• _SOURCE DOCUMENT_
......
=Paper= {{Paper |id=Vol-2918/short3 |storemode=property |title=Ontology Clustering with OWL2Vec* |pdfUrl=https://ceur-ws.org/Vol-2918/short3.pdf |volume=Vol-2918 |authors=Ashley Ritchie,Jiaoyan Chen,Leyla Jael Castro,Dietrich Rebholz-Schuhmann,Ernesto Jiménez-Ruiz |dblpUrl=https://dblp.org/rec/conf/esws/RitchieCCRJ21 }} ==Ontology Clustering with OWL2Vec*== https://ceur-ws.org/Vol-2918/short3.pdf
               Ontology Clustering with OWL2Vec*

                 Ashley Ritchie1, Jiaoyan Chen2, Leyla Jael Castro3,
                Dietrich Rebholz-Schuhmann3, Ernesto Jiménez-Ruiz1
                   1
                  City, University of London, London, United Kingdom
                        2
                          University of Oxford, United Kingdom
            3
              ZB MED Information Centre for Life Sciences, Cologne, Germany



       Abstract. In this work we present an exploratory study to apply OWL2Vec* to
       drive the clustering of ontology entities (i.e., ontology clustering). OWL2Vec*
       is a state-of-the-art system that creates embeddings, capturing the semantics of
       both entities and tokens that appear in the ontology.
......
• _RECORDED INFORMATION_
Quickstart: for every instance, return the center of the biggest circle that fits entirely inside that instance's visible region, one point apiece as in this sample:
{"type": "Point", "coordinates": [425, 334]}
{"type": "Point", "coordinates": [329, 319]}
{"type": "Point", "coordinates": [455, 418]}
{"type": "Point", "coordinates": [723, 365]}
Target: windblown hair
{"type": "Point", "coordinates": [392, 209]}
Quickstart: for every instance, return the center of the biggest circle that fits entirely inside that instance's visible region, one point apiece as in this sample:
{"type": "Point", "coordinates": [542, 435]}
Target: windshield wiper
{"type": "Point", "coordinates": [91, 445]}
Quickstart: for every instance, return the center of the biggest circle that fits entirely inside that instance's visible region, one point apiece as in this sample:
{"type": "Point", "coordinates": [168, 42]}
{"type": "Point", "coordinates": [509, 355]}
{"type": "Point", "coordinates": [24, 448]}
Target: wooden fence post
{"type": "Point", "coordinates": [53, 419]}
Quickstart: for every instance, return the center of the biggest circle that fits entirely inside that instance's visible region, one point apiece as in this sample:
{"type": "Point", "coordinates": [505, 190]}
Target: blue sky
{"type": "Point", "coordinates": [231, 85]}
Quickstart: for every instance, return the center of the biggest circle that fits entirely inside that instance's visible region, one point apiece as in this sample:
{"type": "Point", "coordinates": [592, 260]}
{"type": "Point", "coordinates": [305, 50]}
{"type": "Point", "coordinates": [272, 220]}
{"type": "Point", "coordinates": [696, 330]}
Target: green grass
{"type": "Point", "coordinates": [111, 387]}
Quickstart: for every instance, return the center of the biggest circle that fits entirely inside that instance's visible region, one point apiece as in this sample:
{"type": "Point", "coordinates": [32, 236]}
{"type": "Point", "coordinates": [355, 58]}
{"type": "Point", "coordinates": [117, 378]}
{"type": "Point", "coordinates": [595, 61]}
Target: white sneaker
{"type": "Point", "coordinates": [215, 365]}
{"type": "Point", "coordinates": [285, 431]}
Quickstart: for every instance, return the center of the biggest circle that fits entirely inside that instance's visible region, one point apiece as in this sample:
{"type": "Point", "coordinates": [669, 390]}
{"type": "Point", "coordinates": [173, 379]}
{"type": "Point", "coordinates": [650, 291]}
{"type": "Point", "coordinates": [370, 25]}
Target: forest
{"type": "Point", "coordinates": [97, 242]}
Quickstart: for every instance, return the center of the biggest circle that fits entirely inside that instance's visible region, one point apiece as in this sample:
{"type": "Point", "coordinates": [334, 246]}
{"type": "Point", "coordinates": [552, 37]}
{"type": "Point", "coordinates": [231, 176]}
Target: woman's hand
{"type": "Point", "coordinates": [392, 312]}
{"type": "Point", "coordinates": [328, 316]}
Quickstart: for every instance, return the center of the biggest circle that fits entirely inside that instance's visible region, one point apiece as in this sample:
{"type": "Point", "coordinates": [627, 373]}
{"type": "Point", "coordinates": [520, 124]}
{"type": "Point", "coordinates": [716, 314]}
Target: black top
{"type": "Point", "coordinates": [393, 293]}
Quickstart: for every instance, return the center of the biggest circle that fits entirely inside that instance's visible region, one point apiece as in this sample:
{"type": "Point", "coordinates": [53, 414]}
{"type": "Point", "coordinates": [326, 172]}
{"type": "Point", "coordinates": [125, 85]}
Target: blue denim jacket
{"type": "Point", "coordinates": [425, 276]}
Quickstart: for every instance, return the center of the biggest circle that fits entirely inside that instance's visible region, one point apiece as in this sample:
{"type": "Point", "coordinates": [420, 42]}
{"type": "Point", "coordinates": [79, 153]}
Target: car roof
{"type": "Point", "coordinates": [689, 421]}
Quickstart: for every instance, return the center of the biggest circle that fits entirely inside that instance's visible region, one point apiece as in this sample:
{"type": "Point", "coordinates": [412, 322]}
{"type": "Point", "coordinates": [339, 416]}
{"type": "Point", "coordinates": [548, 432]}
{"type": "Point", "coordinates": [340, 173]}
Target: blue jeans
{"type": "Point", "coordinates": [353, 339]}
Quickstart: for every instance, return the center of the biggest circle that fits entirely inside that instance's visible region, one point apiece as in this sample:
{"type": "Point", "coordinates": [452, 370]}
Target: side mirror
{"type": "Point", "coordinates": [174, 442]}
......
• _CHECK YOUR UNDERSTANDING_
(1) Can you quote the part of the ontology clustering paper that opens with the words containing "Abstract. In this" and closes with "in the ontology."?
(2) Answer these about the ontology clustering paper:
(a) Which institution in Cologne, Germany, is listed among the affiliations?
(b) According to the abstract, what does OWL2Vec* create?
(c) What volume does the paper belong to?
(3) Can you continue the ontology clustering paper from where it stops?
The records have nothing to do with the ontology clustering paper.

• _ANSWERS FOR THE TASKS_
(1)
Abstract. In this work we present an exploratory study to apply OWL2Vec* to
       drive the clustering of ontology entities (i.e., ontology clustering). OWL2Vec*
       is a state-of-the-art system that creates embeddings, capturing the semantics of
       both entities and tokens that appear in the ontology.

(2)
(a) ZB MED Information Centre for Life Sciences
(b) Embeddings that capture the semantics of both entities and tokens that appear in the ontology
(c) Vol-2918

(3)
1      Introduction
Vector embeddings are used to process large datasets as the vectorized space makes it
easier to find insights and combine data from multiple sources. Although initially
used for text, embeddings are also used to process graph-based structures such as
knowledge graphs (KGs) largely composed of facts. Quite a few KG embedding
techniques have been proposed and applied to entity clustering [1], but few have
considered ontologies which are more complicated. In this work, we present an
exploratory study using OWL2Vec* to drive the computation of ontology entity
clusters. OWL2Vec* [2] is a state-of-the-art system that creates embeddings for both
the entities and the lexical information that appears in an ontology. We have explored
327 embedding configurations by varying the hyperparameters of OWL2Vec*. These
embeddings were then analyzed by measuring the distances between each entity’s
embeddings as well as clustering the embeddings using the k-means algorithm.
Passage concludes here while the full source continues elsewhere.